Page.
Deterministic methods should be favoured during the early life stages of the project, usually providing faster and more reliable answers to handle the volume of options. Whilst deterministic cost estimating methods such as analogy cost estimating or scenario-based modelling are more appropriate at SOC for a high complexity project, they should not be considered for routine projects where available data and maturity support the use of probabilistic methods, such as output based simulation and Monte Carlo.

Top-down vs Bottom-up

Another key differentiation in the cost estimating methodology is between an approach to treat the entire project or the individual items as the starting point:

  • Top-down methods – Higher-level (such as benchmarking) methods start with a cost estimated complete, or total, figure for a project which is then broken down into smaller pieces. A top-down approach can be used to fill gaps when detail is not available and to validate bottom-up calculations. A top-down approach is better suited to strategic decision making from an encompassing view of the project. These methods include, for example, analogy (comparison with similar projects).
  • Bottom-up methods – Articulating “first principles” that underpin each cost estimate decision to address an accurate view of the individual cost item which is then aggregated and grouped. This approach is heavily reliant on a complete understanding of the project as missing portions would not be accounted for, therefore best for mature datasets.

Excerpts of pointing data:
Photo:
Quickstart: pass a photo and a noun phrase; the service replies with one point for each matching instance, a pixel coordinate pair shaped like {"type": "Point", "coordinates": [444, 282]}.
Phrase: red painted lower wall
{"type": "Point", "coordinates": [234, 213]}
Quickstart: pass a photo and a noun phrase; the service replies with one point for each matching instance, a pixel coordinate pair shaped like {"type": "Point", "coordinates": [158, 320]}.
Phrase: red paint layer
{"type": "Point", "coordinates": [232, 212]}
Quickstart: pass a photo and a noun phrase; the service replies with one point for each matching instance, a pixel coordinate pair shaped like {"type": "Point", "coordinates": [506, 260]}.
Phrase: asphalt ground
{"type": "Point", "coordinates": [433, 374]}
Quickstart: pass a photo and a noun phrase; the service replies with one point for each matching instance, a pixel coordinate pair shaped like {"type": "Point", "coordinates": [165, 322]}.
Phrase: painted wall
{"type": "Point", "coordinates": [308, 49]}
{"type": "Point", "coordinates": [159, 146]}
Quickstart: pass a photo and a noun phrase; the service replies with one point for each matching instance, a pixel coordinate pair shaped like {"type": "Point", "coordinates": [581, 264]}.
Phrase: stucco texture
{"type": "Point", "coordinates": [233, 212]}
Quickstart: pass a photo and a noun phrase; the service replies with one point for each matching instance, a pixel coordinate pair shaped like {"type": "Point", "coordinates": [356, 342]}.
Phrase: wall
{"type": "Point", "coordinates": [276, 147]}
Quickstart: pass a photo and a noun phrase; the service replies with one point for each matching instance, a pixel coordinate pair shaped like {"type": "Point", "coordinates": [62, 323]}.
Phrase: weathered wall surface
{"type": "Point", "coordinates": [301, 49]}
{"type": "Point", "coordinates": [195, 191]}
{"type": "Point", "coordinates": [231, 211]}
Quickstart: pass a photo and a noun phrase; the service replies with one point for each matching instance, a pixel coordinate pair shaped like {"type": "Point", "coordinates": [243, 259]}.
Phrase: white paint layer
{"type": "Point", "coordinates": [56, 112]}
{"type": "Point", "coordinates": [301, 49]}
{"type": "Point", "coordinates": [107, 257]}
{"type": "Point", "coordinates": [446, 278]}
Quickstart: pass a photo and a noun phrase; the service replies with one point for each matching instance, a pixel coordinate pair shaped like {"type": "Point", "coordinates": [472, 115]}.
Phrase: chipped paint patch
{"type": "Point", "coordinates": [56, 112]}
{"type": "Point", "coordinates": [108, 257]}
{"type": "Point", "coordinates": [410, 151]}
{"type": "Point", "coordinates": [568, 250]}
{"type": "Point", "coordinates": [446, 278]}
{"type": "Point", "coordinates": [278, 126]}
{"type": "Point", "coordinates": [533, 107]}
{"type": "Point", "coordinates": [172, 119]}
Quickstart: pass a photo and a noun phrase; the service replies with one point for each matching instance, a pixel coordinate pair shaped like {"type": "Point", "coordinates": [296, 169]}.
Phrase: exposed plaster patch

Problems to work on.
1. How would you summarize the cost estimating passage in two sentences?
2. According to the cost estimating passage, why is the bottom-up approach best for mature datasets?
3. Can you extend the cost estimating passage beyond its last sentence?
The records are separate material and do not belong to the text on cost estimating.

Expected results.
1. Deterministic methods are favored in a project's early stages, but probabilistic methods such as output based simulation and Monte Carlo suit routine projects where available data and maturity support them. Top-down methods start from a total project figure that is broken into smaller pieces and suit strategic decision making, while bottom-up methods aggregate individual cost items and are best for mature datasets.

2. It relies heavily on a complete understanding of the project, since any missing portions would not be accounted for.

3.
Both these approaches contribute to the cost estimate accuracy, so the cost estimating team should choose between them or complement them to improve the cost estimate quality.

Suggested methods

Project size, complexity, project stage and the objectives of the cost estimate should influence the method for cost and risk estimation.

Cost estimating methods
  • Parametric cost estimating – Flexible to the level of available information, this method serves early calculations for repeatable projects and enables comparisons of complex/novel projects or sub-components using benchmark data.
  • First principles (bottom-up) cost estimating – Is the preferred method for FBC stage gate. As it relies on complete data, this method is best suited to phases where design maturity is medium/high. The clarity in the link of the variables makes it suitable for sensitivity analysis and identification of cost drivers. It is laborious, so may not be ideal for projects with several options. Repeatable projects may benefit from reusable templates from more developed precedents.
  • Analogy cost estimating – It is very useful in repeatable projects and in calibration or validation exercises for novel projects. As the method is based on assumptions of comparability, it should only give wide ranges so suitable at early stages.
  • Expert opinion– It is very adequate for novel or complex projects, at early stages and in option comparison. Its subjective nature may be questioned at later stage decisions.
Risk cost estimating methods
  • Scenario Based Modelling – It provides rigorous and reliable cost estimates even under limited data contexts. It makes it particularly appropriate for complex/novel projects at early stages. As it builds on explicit assumptions it also serves option comparison analysis.
  • Method of moments – The calculation of the combined probability of risks based on their statistical properties is useful when the data is mature. This method is useful to provide quick responses for repetitive projects or to articulate the combined probability of scenarios.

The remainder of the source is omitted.